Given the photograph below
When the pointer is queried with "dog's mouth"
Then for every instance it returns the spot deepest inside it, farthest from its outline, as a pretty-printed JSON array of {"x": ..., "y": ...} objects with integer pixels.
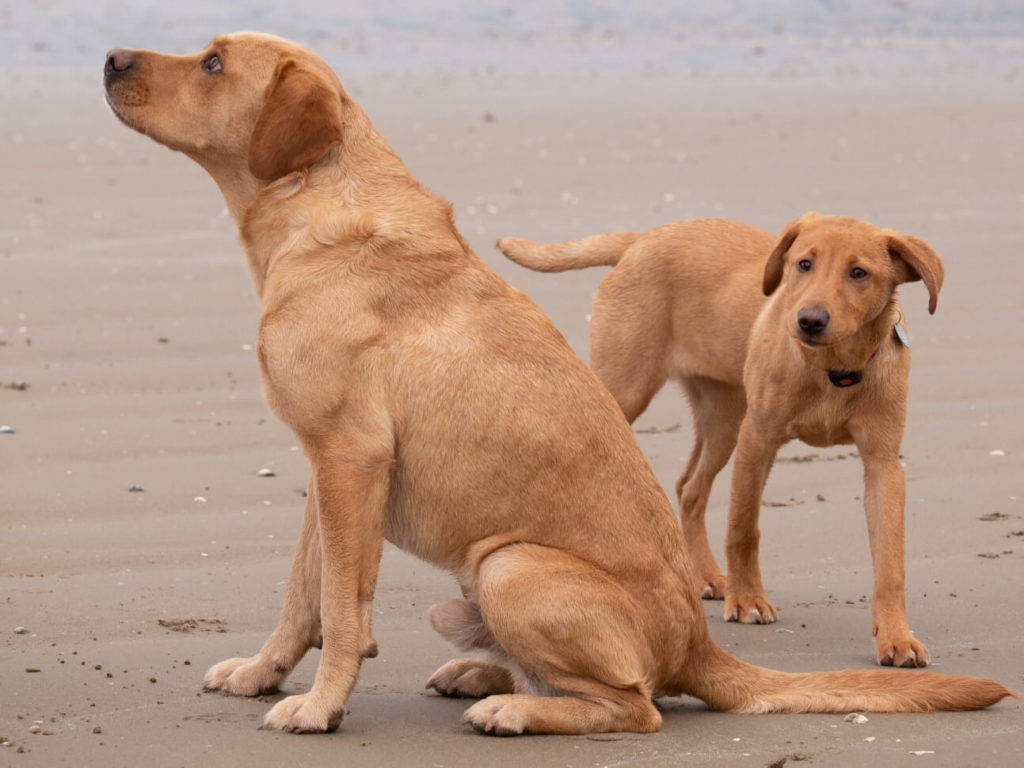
[{"x": 811, "y": 341}]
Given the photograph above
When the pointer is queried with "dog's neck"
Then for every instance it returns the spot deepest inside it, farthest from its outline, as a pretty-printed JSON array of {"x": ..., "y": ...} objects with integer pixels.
[
  {"x": 344, "y": 196},
  {"x": 855, "y": 352}
]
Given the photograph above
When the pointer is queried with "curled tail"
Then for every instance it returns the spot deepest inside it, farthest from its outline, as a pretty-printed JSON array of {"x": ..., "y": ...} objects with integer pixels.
[
  {"x": 597, "y": 250},
  {"x": 731, "y": 685}
]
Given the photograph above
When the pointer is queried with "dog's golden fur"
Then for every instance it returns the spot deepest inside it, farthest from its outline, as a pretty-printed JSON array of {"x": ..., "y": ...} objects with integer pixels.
[
  {"x": 439, "y": 409},
  {"x": 716, "y": 305}
]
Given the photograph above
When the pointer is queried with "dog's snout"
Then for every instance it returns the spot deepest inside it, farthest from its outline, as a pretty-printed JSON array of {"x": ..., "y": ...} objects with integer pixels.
[
  {"x": 119, "y": 61},
  {"x": 813, "y": 321}
]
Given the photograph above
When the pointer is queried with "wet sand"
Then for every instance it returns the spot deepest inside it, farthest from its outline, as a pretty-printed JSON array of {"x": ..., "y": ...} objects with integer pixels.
[{"x": 126, "y": 309}]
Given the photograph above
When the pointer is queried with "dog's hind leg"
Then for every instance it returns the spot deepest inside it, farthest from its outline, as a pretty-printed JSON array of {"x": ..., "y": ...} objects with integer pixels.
[
  {"x": 718, "y": 411},
  {"x": 572, "y": 631},
  {"x": 460, "y": 623},
  {"x": 297, "y": 631},
  {"x": 626, "y": 351}
]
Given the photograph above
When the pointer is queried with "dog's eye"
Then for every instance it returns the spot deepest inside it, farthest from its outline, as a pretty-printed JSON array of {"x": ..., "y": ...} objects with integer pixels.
[{"x": 212, "y": 65}]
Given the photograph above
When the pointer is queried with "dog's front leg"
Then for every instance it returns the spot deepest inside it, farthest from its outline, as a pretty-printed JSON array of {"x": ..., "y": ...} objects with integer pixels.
[
  {"x": 885, "y": 492},
  {"x": 297, "y": 631},
  {"x": 351, "y": 499},
  {"x": 744, "y": 594}
]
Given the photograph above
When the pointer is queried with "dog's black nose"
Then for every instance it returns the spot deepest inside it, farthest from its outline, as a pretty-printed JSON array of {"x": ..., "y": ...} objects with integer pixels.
[
  {"x": 813, "y": 321},
  {"x": 119, "y": 61}
]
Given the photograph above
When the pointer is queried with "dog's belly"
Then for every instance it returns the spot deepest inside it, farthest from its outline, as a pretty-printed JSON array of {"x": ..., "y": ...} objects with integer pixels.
[{"x": 821, "y": 435}]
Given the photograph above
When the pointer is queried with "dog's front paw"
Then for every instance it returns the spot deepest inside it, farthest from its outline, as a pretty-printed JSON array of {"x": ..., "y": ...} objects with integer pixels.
[
  {"x": 498, "y": 716},
  {"x": 303, "y": 714},
  {"x": 470, "y": 678},
  {"x": 244, "y": 677},
  {"x": 900, "y": 649},
  {"x": 750, "y": 609}
]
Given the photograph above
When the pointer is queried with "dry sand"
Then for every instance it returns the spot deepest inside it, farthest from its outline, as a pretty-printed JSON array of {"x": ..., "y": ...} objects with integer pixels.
[{"x": 126, "y": 308}]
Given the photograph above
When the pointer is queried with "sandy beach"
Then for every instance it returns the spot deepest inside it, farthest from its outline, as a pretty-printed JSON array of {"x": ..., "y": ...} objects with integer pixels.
[{"x": 127, "y": 325}]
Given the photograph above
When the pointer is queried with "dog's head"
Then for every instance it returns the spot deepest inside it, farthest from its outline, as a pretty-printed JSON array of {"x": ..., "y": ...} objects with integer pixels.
[
  {"x": 839, "y": 273},
  {"x": 246, "y": 103}
]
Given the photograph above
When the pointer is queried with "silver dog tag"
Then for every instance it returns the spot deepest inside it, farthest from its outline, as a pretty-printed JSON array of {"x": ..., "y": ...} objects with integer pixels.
[{"x": 901, "y": 335}]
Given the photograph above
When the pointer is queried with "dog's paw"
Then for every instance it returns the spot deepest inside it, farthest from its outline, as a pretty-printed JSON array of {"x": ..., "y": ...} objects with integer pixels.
[
  {"x": 244, "y": 677},
  {"x": 470, "y": 678},
  {"x": 900, "y": 650},
  {"x": 499, "y": 716},
  {"x": 303, "y": 714},
  {"x": 750, "y": 609}
]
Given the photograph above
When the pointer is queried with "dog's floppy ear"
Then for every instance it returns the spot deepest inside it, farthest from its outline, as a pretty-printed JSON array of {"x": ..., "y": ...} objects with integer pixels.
[
  {"x": 913, "y": 260},
  {"x": 773, "y": 268},
  {"x": 299, "y": 122}
]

-=-=-

__Instructions for the task__. Give all the entries again exactly, dropping each picture.

__Exercise solution__.
Given the photograph below
When the pointer is queried with "dog's mouth"
Then for every instance it returns the spot deepest inside it, farthest from its outline, as a pretty-printed JSON array of {"x": ..., "y": ...} objects with integer pixels.
[{"x": 811, "y": 341}]
Given the photograph above
When the pointer is queried with "dog's neck"
Then for every instance it returns the spot deepest inside it, farthest from its outline, as a pretty-printed JSON array of {"x": ..., "y": ...} objects with integer pixels.
[
  {"x": 344, "y": 196},
  {"x": 855, "y": 352}
]
Given the photograph above
When the pointer is queried with "curled tail"
Then for every instance it returns the spot deepest inside it, farthest from its outline, as a pretty-printed JSON array of {"x": ..., "y": ...} objects with integer pixels.
[
  {"x": 597, "y": 250},
  {"x": 731, "y": 685}
]
Given the photograph above
When the pointer is queried with "dog's golden fur"
Then for every instance it returns the spot deepest inside it, farthest from its outline, as a pretty-printed JSON array of {"x": ..., "y": ...} objects with integer pixels.
[
  {"x": 439, "y": 409},
  {"x": 716, "y": 305}
]
Given the photograph above
When the pointer is queried with "dog's snout"
Then for every instance it returns the spot deepest inside it, farthest from its outline, as a pretty-printed JSON array of {"x": ..., "y": ...} objects with integer pixels.
[
  {"x": 119, "y": 61},
  {"x": 813, "y": 321}
]
Given the photograph above
When the pointer is queried with "wet sand"
Then for every instance it returns the spot deepest inside it, farthest from its outline, as a pretty-printed JSON array of {"x": ..., "y": ...} objects with integer pixels.
[{"x": 126, "y": 309}]
Given the photograph above
When the pointer is queried with "dog's hind leg"
Then for every instance it returns the spot deepest inside it, farthest from its outline, as a pretty-printed JSON array of {"x": ..., "y": ...} objects with integer pixels.
[
  {"x": 718, "y": 411},
  {"x": 572, "y": 631},
  {"x": 460, "y": 623},
  {"x": 297, "y": 631},
  {"x": 626, "y": 351}
]
Given the photograph above
When the pointer is queried with "dog's eye"
Then for every instance it returns the spot deepest inside it, farthest from its outline, as a pretty-printed JSON array of {"x": ..., "y": ...} objects with integer pixels.
[{"x": 212, "y": 65}]
Given the photograph above
When the pointer is queried with "dog's front leg"
Then for every instance it returns the spot deepest inside it, farthest from its outline, as a pretty-printed JSON array of {"x": ..., "y": ...} objects with integer pixels.
[
  {"x": 885, "y": 492},
  {"x": 297, "y": 631},
  {"x": 351, "y": 499},
  {"x": 744, "y": 594}
]
Given the photograph above
When the pointer is queried with "dog's black nose"
Then for every instance it returns the spot deepest inside it, farthest from its outline, as a pretty-printed JSON array of {"x": ..., "y": ...} objects with integer pixels.
[
  {"x": 813, "y": 321},
  {"x": 119, "y": 61}
]
Given the photograph above
When the pointer is queried with "dog's belly"
Then for every instance it returns the spot deepest inside it, farthest from its outline, as a pretty-printed JSON array of {"x": ..., "y": ...} objects with integer pixels.
[{"x": 821, "y": 435}]
Given the photograph above
When the pointer is queried with "dog's front paw"
Then for every instance it returns the spot deepest inside it, farthest from its outline, as a pretty-printed JSON array of {"x": ..., "y": ...} objects with integer pixels.
[
  {"x": 498, "y": 716},
  {"x": 303, "y": 714},
  {"x": 470, "y": 678},
  {"x": 244, "y": 677},
  {"x": 900, "y": 649},
  {"x": 750, "y": 609}
]
Given the photograph above
When the pointer is queried with "dry sand"
Then for every instance it returns the spot deepest inside it, farthest from its outline, as a pretty-printed JSON array of {"x": ..., "y": ...} objects with integer pixels.
[{"x": 126, "y": 308}]
Given the photograph above
When the pointer is queried with "sandy beach"
Then for every instance it returns the spot deepest inside it, farthest from its outline, as a pretty-printed JSON array of {"x": ..., "y": ...} objects with integer pixels.
[{"x": 127, "y": 325}]
Given the photograph above
When the pointer is queried with "dog's head"
Then for every instance it returns the spot deepest inside it, farthest from its outline, as a pretty-printed JSON array of {"x": ..., "y": ...} objects with integer pixels.
[
  {"x": 839, "y": 273},
  {"x": 246, "y": 103}
]
Given the photograph above
When the pointer is queried with "silver dog tag"
Then for every instance it returns the spot deepest inside it, farthest from its outline, as a pretty-printed JSON array of {"x": ..., "y": ...} objects with integer pixels.
[{"x": 901, "y": 335}]
Given the photograph above
When the pointer is queried with "dog's paw"
Then for every instance it returns the spot deepest inside it, farthest from its outline, as a pretty-printed JSON array of {"x": ..., "y": ...} objects with integer pixels.
[
  {"x": 244, "y": 677},
  {"x": 470, "y": 678},
  {"x": 900, "y": 650},
  {"x": 499, "y": 716},
  {"x": 303, "y": 714},
  {"x": 750, "y": 609}
]
Given the photograph above
When the pointer is queried with "dog's floppy ear"
Then for every instance it returns the spot deepest inside it, farthest from its outline, as a pretty-printed JSON array of {"x": ..., "y": ...} objects with integer pixels.
[
  {"x": 913, "y": 260},
  {"x": 773, "y": 268},
  {"x": 299, "y": 122}
]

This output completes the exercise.